Tekstfragment
——————————
Afdrukken

Toelichting bij transcedentale begrippen

Hieronder geef ik enkele belangrijke begrippen met een concretere invulling (met verwijzingen naar Spinoza)

Rede: vooruitziendheid; dingen uit verleden, heden en toekomst als gelijk beschouwen. Hierdoor kan men wetten en staatsinstellingen maken met vooruitziendheid; in dit licht ook ‘dat zij niet door haat, toorn of list elkaar bestrijden noch elkaar wederzijds een vijandig gemoed toedragen, TPT 20, 6’, omdat dit elkaar onvrij maakt.

Intuïtief weten, derde kensoort en de hoogste vorm van kennis, dat voortschrijdt naar meer en dieper weten en begrijpen. Dit moet wel ons vanuit de evolutie ingeboren aanleg en neiging tot liefhebben zijn (zie b.v. V, 35), zoals alles wat leeft zich naar eigen aard intuïtief weet te richten (b.v. naar de zon).

Vrijheid: ‘dat hun geest en hun lichaam veilig kunnen functioneren en en dat ze zelf vrij hun rede kunnen gebruiken’, TPT 20.6. Hieronder valt niet aanpraterij; inzicht krijg je aangereikt via anderen en ontwikkel je samen, maar het is oppassen dat deze teveel vanuit hun eigen belang en niet het jouwe praten (zoals b.v. Alexander de Grote, TPT, 17.6)
——————————
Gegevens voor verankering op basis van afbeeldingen
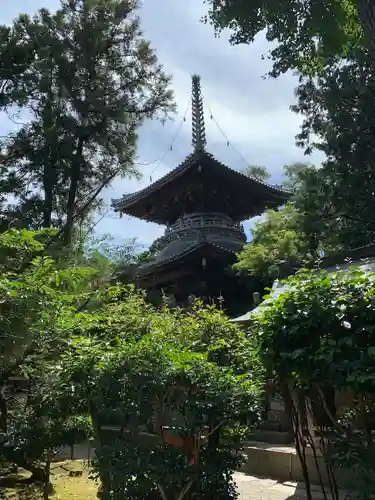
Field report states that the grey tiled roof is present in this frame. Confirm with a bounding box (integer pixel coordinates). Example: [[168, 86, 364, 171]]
[[111, 151, 291, 211]]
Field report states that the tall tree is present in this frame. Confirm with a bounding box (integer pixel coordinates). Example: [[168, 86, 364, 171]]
[[205, 0, 371, 76], [0, 0, 172, 243]]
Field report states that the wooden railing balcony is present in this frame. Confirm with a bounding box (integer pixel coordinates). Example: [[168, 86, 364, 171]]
[[164, 213, 244, 236]]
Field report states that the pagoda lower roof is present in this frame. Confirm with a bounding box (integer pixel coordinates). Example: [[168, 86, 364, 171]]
[[137, 241, 239, 277], [112, 151, 291, 225]]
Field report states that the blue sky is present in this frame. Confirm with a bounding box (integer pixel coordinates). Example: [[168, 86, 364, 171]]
[[0, 0, 322, 249]]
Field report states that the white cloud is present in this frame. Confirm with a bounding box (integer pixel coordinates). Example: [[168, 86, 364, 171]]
[[0, 0, 322, 248]]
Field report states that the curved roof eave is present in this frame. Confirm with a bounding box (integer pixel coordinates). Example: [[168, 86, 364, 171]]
[[111, 151, 292, 212], [140, 241, 236, 276]]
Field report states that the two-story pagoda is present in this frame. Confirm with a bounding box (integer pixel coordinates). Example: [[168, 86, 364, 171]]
[[112, 76, 289, 313]]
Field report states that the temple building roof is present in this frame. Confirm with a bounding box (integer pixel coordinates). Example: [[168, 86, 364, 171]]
[[112, 151, 290, 225], [112, 76, 291, 225]]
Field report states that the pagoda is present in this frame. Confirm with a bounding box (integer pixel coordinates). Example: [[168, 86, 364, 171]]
[[112, 75, 290, 314]]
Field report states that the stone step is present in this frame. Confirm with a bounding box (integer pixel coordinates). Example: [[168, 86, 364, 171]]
[[252, 429, 293, 444]]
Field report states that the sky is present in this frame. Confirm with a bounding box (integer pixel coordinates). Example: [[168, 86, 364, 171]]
[[0, 0, 322, 246]]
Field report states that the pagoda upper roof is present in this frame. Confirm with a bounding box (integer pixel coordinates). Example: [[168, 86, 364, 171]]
[[112, 150, 291, 225], [112, 75, 290, 225]]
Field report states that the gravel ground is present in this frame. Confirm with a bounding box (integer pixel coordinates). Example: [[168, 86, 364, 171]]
[[235, 472, 334, 500]]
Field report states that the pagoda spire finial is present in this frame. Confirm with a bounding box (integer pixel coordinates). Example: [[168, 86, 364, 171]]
[[191, 75, 206, 152]]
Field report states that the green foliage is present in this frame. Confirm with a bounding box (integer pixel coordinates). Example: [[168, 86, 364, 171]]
[[234, 203, 312, 282], [206, 0, 364, 77], [255, 267, 375, 498], [259, 268, 375, 393], [0, 0, 173, 239], [0, 230, 103, 480], [293, 55, 375, 247], [63, 294, 262, 499]]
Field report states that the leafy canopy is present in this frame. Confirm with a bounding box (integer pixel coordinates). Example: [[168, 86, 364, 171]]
[[205, 0, 364, 77]]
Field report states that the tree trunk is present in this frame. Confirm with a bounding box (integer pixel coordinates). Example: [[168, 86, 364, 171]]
[[64, 137, 84, 246], [0, 386, 8, 433], [357, 0, 375, 65]]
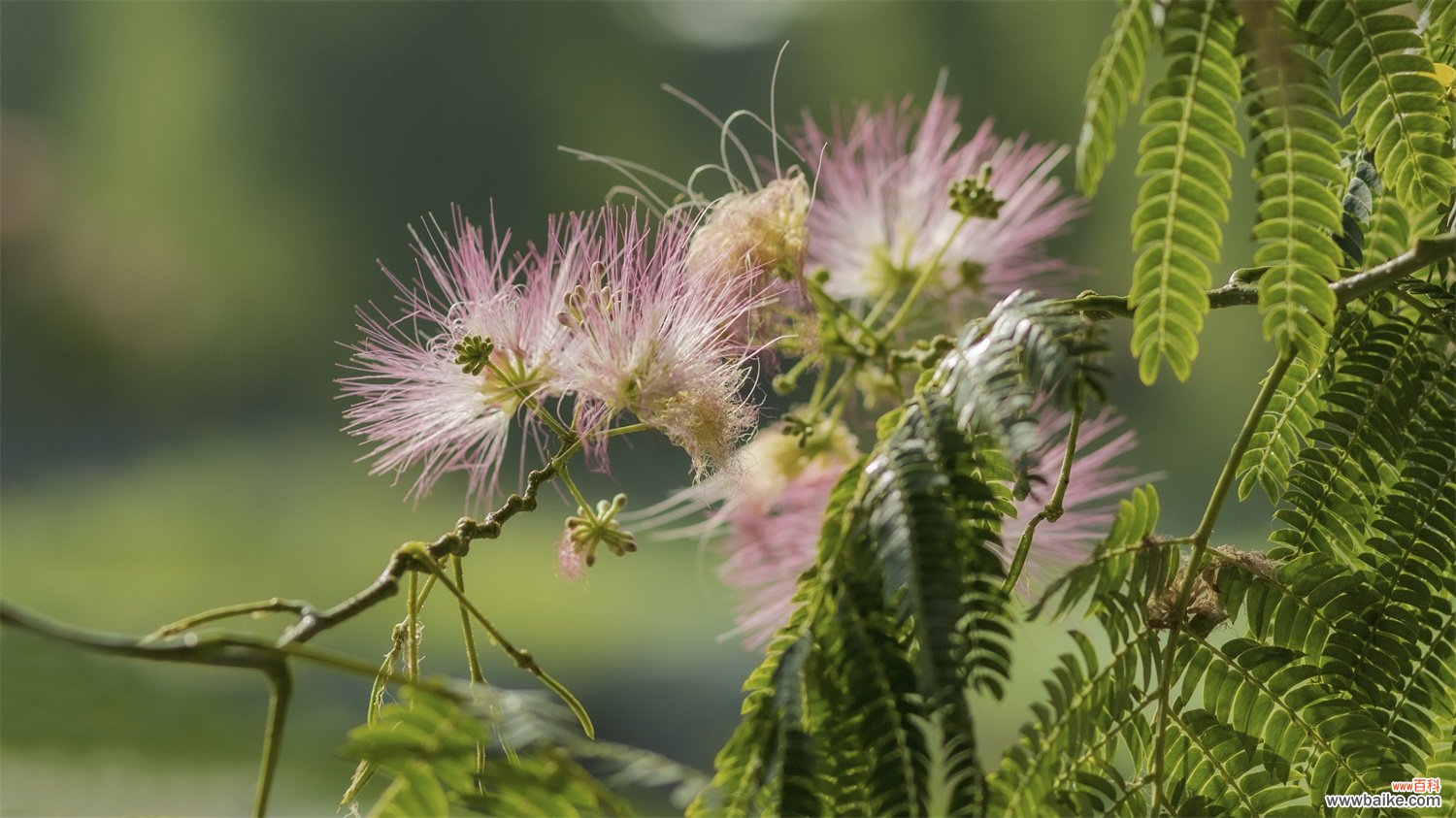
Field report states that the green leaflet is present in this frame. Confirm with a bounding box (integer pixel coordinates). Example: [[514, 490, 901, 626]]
[[1165, 710, 1315, 817], [1179, 635, 1403, 806], [689, 294, 1101, 817], [340, 687, 707, 818], [1301, 0, 1456, 210], [1129, 0, 1243, 384], [1076, 0, 1153, 197], [1273, 303, 1446, 564], [1240, 358, 1325, 501], [1245, 5, 1342, 364]]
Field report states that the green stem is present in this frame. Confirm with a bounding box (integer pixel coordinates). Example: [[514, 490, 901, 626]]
[[556, 463, 593, 517], [401, 543, 597, 739], [451, 558, 485, 786], [405, 561, 419, 681], [1150, 348, 1295, 815], [253, 663, 293, 818], [879, 214, 972, 338], [143, 597, 309, 642], [485, 357, 577, 445], [804, 277, 879, 346], [1002, 401, 1082, 596]]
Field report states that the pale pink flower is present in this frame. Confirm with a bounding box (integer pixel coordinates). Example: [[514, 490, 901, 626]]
[[667, 410, 1141, 648], [637, 424, 858, 648], [561, 209, 760, 476], [687, 171, 811, 285], [998, 407, 1147, 593], [798, 89, 1082, 306], [340, 210, 570, 503]]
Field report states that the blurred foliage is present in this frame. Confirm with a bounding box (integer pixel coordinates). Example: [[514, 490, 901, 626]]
[[0, 2, 1267, 814]]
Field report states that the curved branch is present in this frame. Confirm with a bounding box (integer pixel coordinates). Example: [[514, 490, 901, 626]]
[[1060, 233, 1456, 317]]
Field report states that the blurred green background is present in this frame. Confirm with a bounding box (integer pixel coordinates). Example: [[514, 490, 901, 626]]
[[0, 2, 1270, 815]]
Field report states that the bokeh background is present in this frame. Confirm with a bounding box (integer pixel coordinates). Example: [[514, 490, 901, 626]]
[[0, 0, 1270, 815]]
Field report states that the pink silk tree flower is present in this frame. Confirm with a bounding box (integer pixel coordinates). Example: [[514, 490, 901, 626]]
[[667, 409, 1142, 649], [638, 424, 859, 649], [797, 89, 1082, 308], [998, 407, 1147, 593], [559, 209, 762, 476], [340, 210, 571, 504]]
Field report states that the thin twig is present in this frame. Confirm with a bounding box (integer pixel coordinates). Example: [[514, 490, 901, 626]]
[[143, 597, 309, 642], [253, 663, 293, 818], [1152, 348, 1295, 815], [1002, 401, 1082, 596], [279, 442, 568, 645], [1060, 233, 1456, 317]]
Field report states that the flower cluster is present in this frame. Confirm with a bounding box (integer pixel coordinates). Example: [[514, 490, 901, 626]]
[[798, 83, 1082, 311], [343, 209, 757, 501], [343, 75, 1133, 623]]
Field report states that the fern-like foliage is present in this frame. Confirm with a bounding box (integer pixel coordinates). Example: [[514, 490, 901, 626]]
[[1274, 295, 1450, 564], [1076, 0, 1153, 197], [935, 291, 1107, 457], [992, 486, 1176, 815], [690, 294, 1101, 817], [1301, 0, 1456, 210], [1240, 358, 1325, 501], [1245, 5, 1342, 364], [1129, 0, 1243, 383], [340, 686, 707, 818]]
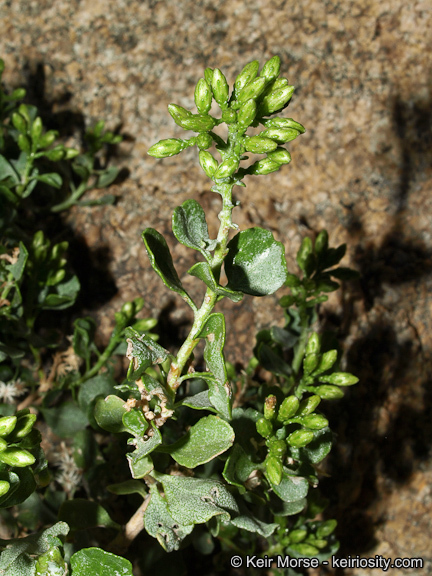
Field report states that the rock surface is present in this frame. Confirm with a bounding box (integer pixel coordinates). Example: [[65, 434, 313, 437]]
[[0, 0, 432, 576]]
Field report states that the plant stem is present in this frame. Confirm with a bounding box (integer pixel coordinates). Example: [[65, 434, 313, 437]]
[[292, 306, 309, 375]]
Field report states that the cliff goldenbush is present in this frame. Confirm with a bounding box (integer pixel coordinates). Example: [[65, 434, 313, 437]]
[[0, 56, 357, 576]]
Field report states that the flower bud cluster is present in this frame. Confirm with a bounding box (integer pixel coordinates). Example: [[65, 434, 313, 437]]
[[302, 332, 358, 400], [0, 409, 40, 497], [256, 394, 328, 486], [149, 56, 305, 182]]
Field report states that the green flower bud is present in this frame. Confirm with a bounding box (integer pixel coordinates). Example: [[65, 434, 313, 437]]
[[18, 104, 31, 124], [213, 158, 239, 180], [9, 88, 26, 100], [0, 480, 10, 496], [306, 332, 321, 356], [248, 158, 281, 176], [259, 85, 295, 116], [264, 394, 277, 420], [211, 68, 229, 109], [199, 150, 218, 178], [204, 68, 213, 86], [196, 132, 213, 150], [234, 60, 259, 96], [315, 384, 343, 400], [121, 302, 135, 318], [261, 128, 300, 144], [263, 118, 306, 134], [0, 416, 17, 436], [267, 148, 293, 164], [194, 78, 212, 114], [302, 414, 328, 430], [30, 116, 43, 145], [320, 372, 358, 386], [0, 446, 36, 468], [244, 136, 277, 154], [8, 412, 36, 442], [35, 546, 67, 576], [316, 519, 337, 538], [168, 104, 192, 128], [222, 109, 237, 124], [310, 538, 328, 550], [264, 454, 283, 486], [277, 395, 300, 422], [178, 114, 216, 132], [237, 78, 266, 103], [237, 98, 256, 127], [260, 56, 280, 81], [288, 528, 307, 544], [268, 438, 287, 459], [314, 350, 337, 375], [297, 394, 321, 416], [303, 354, 320, 374], [147, 138, 187, 158], [287, 430, 314, 448], [291, 542, 319, 557], [281, 274, 301, 286], [256, 418, 273, 438], [12, 112, 27, 134], [39, 130, 58, 148], [65, 147, 79, 160], [18, 134, 31, 153]]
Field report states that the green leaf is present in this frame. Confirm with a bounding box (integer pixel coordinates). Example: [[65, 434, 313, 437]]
[[290, 428, 333, 464], [153, 473, 239, 526], [225, 228, 288, 296], [188, 262, 243, 302], [71, 548, 133, 576], [179, 390, 216, 412], [144, 484, 194, 552], [127, 454, 154, 479], [78, 372, 116, 426], [231, 512, 279, 538], [125, 327, 169, 380], [41, 402, 88, 438], [58, 498, 120, 530], [127, 426, 162, 478], [94, 395, 126, 434], [197, 312, 232, 419], [0, 468, 36, 508], [163, 416, 234, 468], [222, 443, 257, 494], [271, 498, 307, 516], [172, 199, 213, 258], [6, 242, 28, 281], [142, 228, 196, 310], [36, 172, 63, 188], [0, 154, 20, 184], [270, 468, 309, 502], [0, 522, 69, 576]]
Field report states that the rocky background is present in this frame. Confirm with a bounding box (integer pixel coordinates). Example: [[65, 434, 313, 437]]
[[0, 0, 432, 576]]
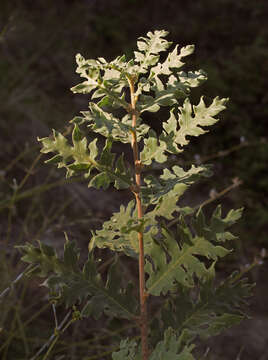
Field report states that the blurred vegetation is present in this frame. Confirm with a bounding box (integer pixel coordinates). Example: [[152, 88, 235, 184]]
[[0, 0, 268, 360]]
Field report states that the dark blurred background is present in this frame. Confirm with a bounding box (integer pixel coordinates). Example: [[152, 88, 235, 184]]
[[0, 0, 268, 360]]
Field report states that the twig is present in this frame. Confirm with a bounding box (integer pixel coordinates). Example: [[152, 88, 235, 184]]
[[31, 310, 72, 360]]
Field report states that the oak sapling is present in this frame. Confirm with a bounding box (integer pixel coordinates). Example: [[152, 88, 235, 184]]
[[20, 31, 251, 360]]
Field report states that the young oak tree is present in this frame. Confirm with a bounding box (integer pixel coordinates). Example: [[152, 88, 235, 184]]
[[17, 31, 251, 360]]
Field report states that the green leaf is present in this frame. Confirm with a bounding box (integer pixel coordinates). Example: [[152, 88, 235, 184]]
[[140, 130, 167, 165], [90, 200, 148, 257], [18, 238, 137, 319], [134, 30, 171, 73], [145, 205, 242, 295], [161, 265, 252, 342], [149, 328, 195, 360], [160, 97, 228, 152], [83, 103, 133, 143], [112, 339, 141, 360]]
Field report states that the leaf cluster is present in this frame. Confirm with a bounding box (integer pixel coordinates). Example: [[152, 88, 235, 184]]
[[20, 31, 253, 360]]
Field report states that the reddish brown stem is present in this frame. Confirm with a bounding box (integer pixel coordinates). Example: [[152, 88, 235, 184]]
[[128, 78, 149, 360]]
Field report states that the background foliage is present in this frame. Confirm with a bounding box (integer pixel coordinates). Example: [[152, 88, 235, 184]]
[[0, 0, 268, 359]]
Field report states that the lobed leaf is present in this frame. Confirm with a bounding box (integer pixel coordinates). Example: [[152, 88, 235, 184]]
[[145, 205, 242, 295], [18, 239, 137, 319]]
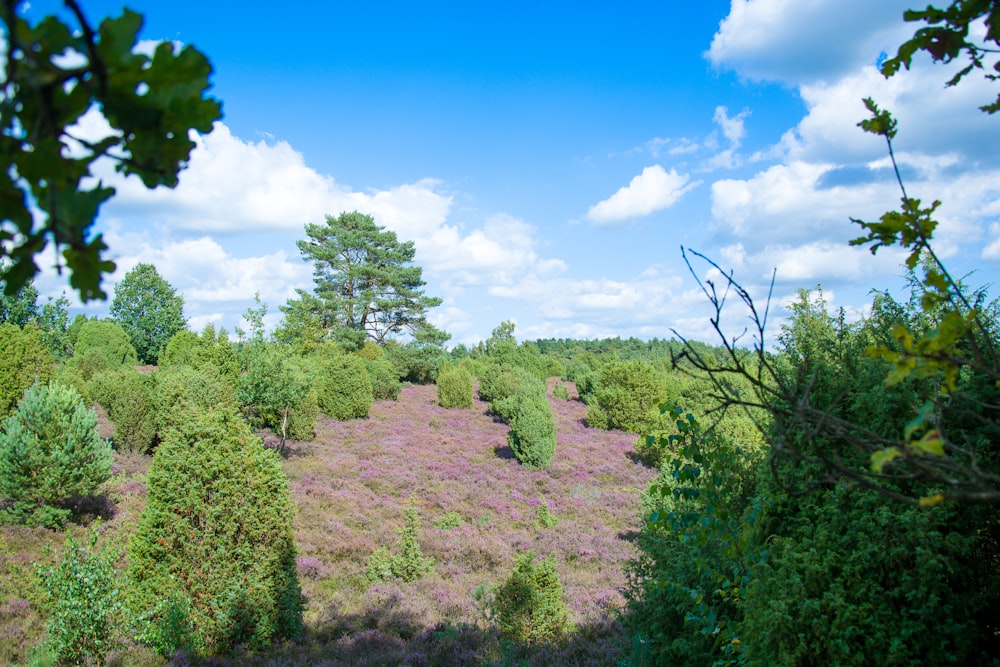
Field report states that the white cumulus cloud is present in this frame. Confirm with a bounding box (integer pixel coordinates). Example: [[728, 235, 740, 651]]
[[586, 164, 701, 225]]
——————————
Opdracht A
Schrijf uit het tekstfragment over Spinoza het stuk over dat begint met "Hieronder geef ik" en doorloopt tot en met "naar de zon).".
Opdracht B
Schrijf alstublieft het tekstfragment over Spinoza verder, aansluitend op de laatste zin die er staat.

Definitief antwoord A
Hieronder geef ik enkele belangrijke begrippen met een concretere invulling (met verwijzingen naar Spinoza)

Rede: vooruitziendheid; dingen uit verleden, heden en toekomst als gelijk beschouwen. Hierdoor kan men wetten en staatsinstellingen maken met vooruitziendheid; in dit licht ook ‘dat zij niet door haat, toorn of list elkaar bestrijden noch elkaar wederzijds een vijandig gemoed toedragen, TPT 20, 6’, omdat dit elkaar onvrij maakt.

Intuïtief weten, derde kensoort en de hoogste vorm van kennis, dat voortschrijdt naar meer en dieper weten en begrijpen. Dit moet wel ons vanuit de evolutie ingeboren aanleg en neiging tot liefhebben zijn (zie b.v. V, 35), zoals alles wat leeft zich naar eigen aard intuïtief weet te richten (b.v. naar de zon).

Definitief antwoord B
Gelijkheid: dit is niet een centraal begrip bij Spinoza, wel bij Franciscus van den Enden, die het woord ‘evengelijkheid’ (engels: ‘evenequality’, vert. W. Klever, p. 90-1)’ gebruikt. Omdat mensen niet dezelfde natuur hebben kan men nooit gelijk worden; en tevens moeten ze niet gedwongen worden tot precies hetzelfde gedrag. Gelijke behandeling nastreven van verschillende individuen betekent trachten verschillende behoeften en aspiraties te vervullen. Zodanig dat iedereen in een betere situatie komt. Dus bij maatregelen houdt men rekening met de verschillen. Indirect gebruikt Spinoza het in TPT, 3.6 wanneer hij zegt dat volken niet fundamenteel in uitmuntendheid verschillen (TPT, 3.5), behalve wellicht tijdelijk door grondbezit en goed leiderschap. Binnen volken bestaan tussen mensen wel verschillen b.v. doordat ze verschillende invloeden hebben ondergaan (buiten hun eigen macht om) en daarom verschillen in begrip en de mogelijkheid zich de deugd eigen te maken.

Verlichting en verlichtingswaarden: Spinoza wordt vaak gekoppeld aan het begin van de Verlichting. Het was beslist zo dat hij al vroeg meedacht met de wetenschapsontwikkeling in de 17e eeuw en deze ook goed toepaste op mensen en hun organisaties. Maar waar de natuurkunde etc. zich snel verder ontwikkelde was dit zeker niet het geval met de menswetenschappen, zijn eigenlijke onderwerp.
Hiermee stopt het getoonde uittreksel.